Problem details. Transcribe the entries that follow exactly as they appear, minus pictures.

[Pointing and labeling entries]
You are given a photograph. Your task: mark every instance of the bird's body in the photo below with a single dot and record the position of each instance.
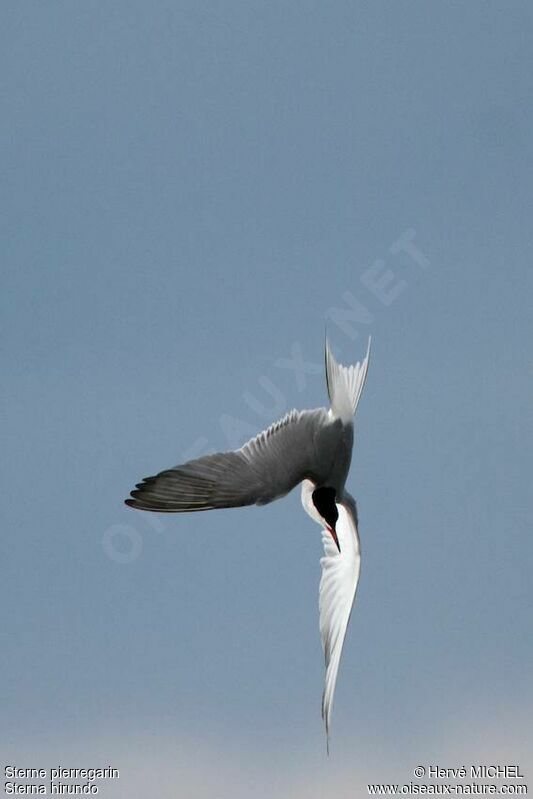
(312, 447)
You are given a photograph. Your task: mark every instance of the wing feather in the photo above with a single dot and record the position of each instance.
(338, 584)
(265, 468)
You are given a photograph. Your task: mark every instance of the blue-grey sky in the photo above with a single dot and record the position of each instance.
(189, 190)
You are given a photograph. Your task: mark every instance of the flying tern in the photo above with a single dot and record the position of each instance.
(311, 447)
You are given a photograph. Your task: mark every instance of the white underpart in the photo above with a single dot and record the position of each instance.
(338, 584)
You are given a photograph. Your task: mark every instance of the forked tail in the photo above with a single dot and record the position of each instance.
(345, 384)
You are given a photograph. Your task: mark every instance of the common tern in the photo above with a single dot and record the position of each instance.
(311, 447)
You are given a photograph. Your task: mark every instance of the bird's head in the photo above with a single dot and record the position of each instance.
(324, 502)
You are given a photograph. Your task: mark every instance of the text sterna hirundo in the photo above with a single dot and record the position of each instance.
(311, 447)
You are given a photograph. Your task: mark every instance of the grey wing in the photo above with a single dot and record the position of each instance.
(265, 468)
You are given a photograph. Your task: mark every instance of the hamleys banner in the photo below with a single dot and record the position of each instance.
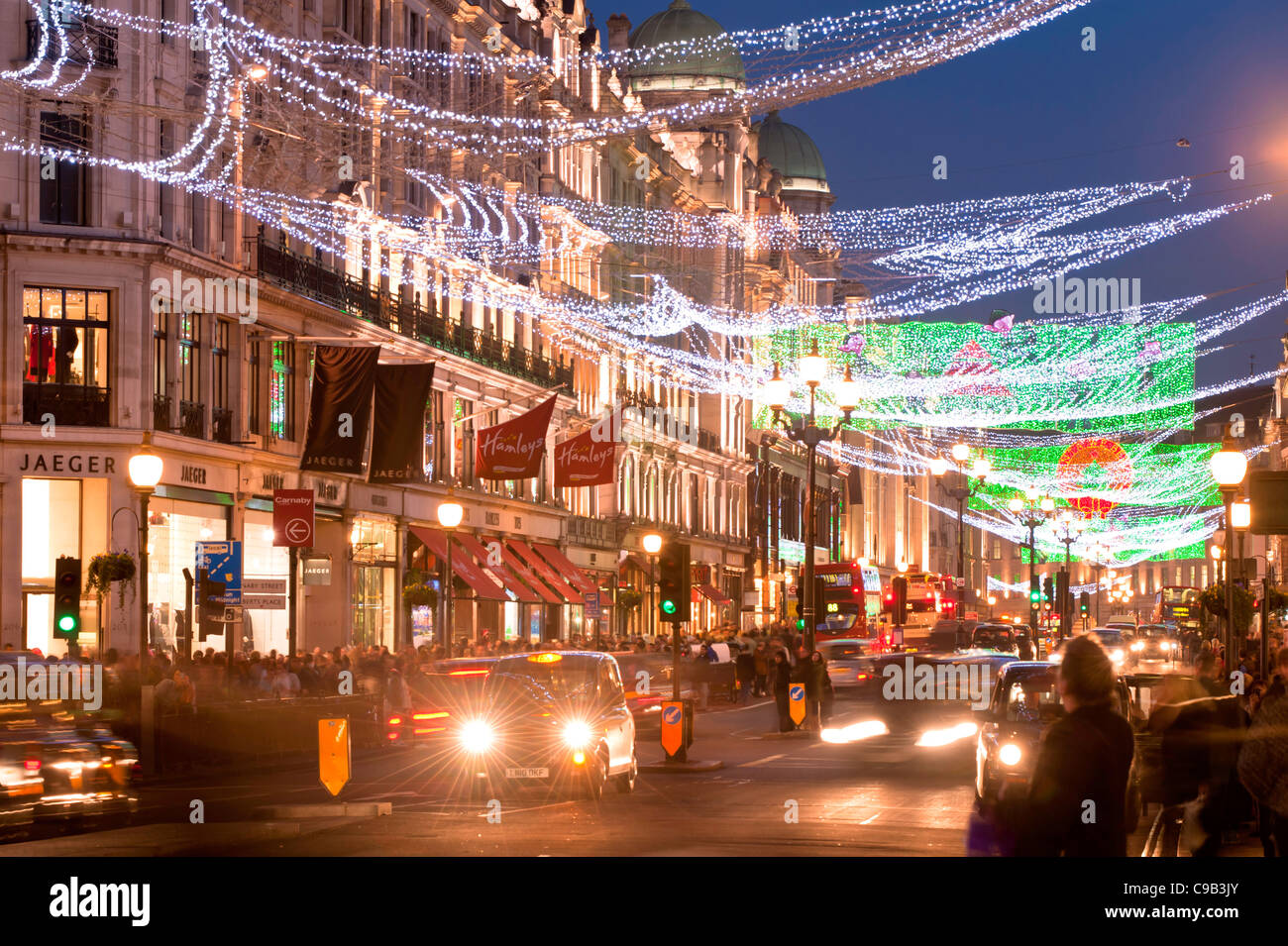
(588, 460)
(513, 451)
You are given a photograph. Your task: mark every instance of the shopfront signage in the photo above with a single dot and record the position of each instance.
(317, 569)
(67, 463)
(292, 517)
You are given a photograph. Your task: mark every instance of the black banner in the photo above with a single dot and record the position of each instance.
(340, 408)
(398, 442)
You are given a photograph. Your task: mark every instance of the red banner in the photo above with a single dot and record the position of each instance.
(587, 460)
(513, 451)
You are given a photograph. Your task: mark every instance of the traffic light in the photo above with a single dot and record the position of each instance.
(210, 605)
(900, 609)
(674, 583)
(67, 597)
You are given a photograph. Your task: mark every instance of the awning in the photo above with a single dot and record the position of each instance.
(497, 572)
(526, 575)
(572, 575)
(715, 594)
(635, 562)
(462, 563)
(541, 567)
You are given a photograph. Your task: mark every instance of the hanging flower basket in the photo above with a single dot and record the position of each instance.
(111, 568)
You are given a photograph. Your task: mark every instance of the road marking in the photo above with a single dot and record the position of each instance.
(760, 762)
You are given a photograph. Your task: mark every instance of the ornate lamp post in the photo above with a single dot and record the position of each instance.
(805, 430)
(1229, 468)
(980, 469)
(1030, 506)
(450, 514)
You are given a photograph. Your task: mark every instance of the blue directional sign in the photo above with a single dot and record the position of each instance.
(222, 562)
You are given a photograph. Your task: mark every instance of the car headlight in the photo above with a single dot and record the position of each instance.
(578, 735)
(477, 736)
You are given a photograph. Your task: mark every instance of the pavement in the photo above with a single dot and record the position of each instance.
(771, 796)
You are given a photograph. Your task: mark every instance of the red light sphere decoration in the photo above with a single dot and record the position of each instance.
(1099, 464)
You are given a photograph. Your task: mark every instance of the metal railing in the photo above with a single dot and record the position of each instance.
(76, 405)
(404, 315)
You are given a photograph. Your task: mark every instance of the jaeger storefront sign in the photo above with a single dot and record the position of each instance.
(69, 464)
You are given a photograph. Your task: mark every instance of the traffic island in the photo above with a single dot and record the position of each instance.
(295, 812)
(682, 768)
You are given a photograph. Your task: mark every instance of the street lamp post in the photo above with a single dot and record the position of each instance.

Result of this exercise.
You are given a photograph. Your task: mark every instance of the bird's body in the photo below with a single dot and record the position of each instance.
(312, 447)
You are given a photograph. Your task: mark every instance of the wing feather in the photo above with a single dot and record the position of each instance.
(338, 584)
(265, 468)
You are given a photograph. Your task: mark every instance of the blue-grey sky in the photo above with a single dot and record the position of each instance.
(189, 190)
You are given a photograph. Your task: mark every instance of the flying tern in the photo above with a single dot and record the position of each instance.
(311, 447)
You are given a photograph. Your task: mark every instance of the white underpart in the photo above with a single dot and record the position of each instance.
(338, 584)
You are given a photograph. Your task: mark every instance of the forked tail in the photo above with a single dot and record the position of each instance.
(345, 384)
You are given a photograph. Your task: mark every instance of the common tern in the photo above with a single dot and record the position of each instance.
(311, 447)
You are given a photograph. Your task: mark every instance of the bird's head in the photo above with a single dot and record the position of each instance.
(324, 502)
You are given a photograph. Your task: mark every instance of the text sterna hirundo in the photo above with a single dot and record the position of each instance.
(311, 447)
You are given a photograph. Your task: mark every instance of the grey wing in the photo above with a single dot and record the position of each instance.
(265, 468)
You are given a photograph. Your task: mark every instance of the hamleys banner in the photo below with a single dot and record the position of each instance.
(588, 460)
(513, 451)
You are given a photograph. Your task: mark every instance of the shopfront signage in the photo above with a single dot and record the position of each instance.
(317, 569)
(67, 463)
(292, 517)
You are given a photograph. Your task: mark every instance of the black banner in the photo above with a single dot and record the position of each instance.
(340, 408)
(398, 442)
You are given a photograph. Your task: mark every instance of the red banner in the photo above with a single dot and record the position of each instance.
(587, 460)
(513, 451)
You are given a photograph. Your task: mark every instance of the traffic light in the photo above with a single dot and record the position of each instance.
(210, 605)
(900, 609)
(674, 583)
(67, 597)
You are given a photograph. Your task: mark every instance of the awning in the photo above with a single dot and record the position of each instance.
(497, 572)
(526, 575)
(572, 575)
(715, 594)
(635, 562)
(462, 563)
(541, 567)
You are given a photograph. Your task: mark every instance of the hanging flower basket in the photo above with a single dot and record the position of each instance.
(111, 568)
You are given a photograph. Your task: mark every instance of the road marking in the photo above with a single dot and record the position of each instance.
(760, 762)
You are given a photograph. Your task: mark every instance of the ornate lamp post in the photo above with a single dot and record the position of each instance.
(805, 430)
(1229, 468)
(980, 469)
(1030, 506)
(450, 514)
You are given a photograph. Your task: mark every instance of the blue directional sign in the photo above with a single dot and record the position of each instance.
(222, 562)
You are given a photograph. Your task: mark every instance of the car headlight in the photo above with a single dot and record the position of each instance.
(578, 735)
(477, 736)
You are given a photograph. Your task: mark every instance of the pavement in the photo above with a single dot and record the position of each instance.
(771, 796)
You are given a photograph. Your task: mark every instance of the red light sphere decoration in the photo above with a single dot and record the position of each instance.
(1099, 464)
You are given a photograph. Your task: mark every instance of the metal railing in the photo above with a single dot and record the position of each instance.
(76, 405)
(404, 315)
You are given a photograph. Your task: mark every instance of the jaeger storefront sign in the photo above with a single dot and record the position of each instance.
(69, 464)
You are given a photograph. Your task: mark every instance of the traffic island in the photo above with a single dot and record the position of each instance.
(295, 812)
(682, 768)
You are given a photograph. Your task: mark every instance of the street lamp post in the photo above with a single dot and record the position of each instance.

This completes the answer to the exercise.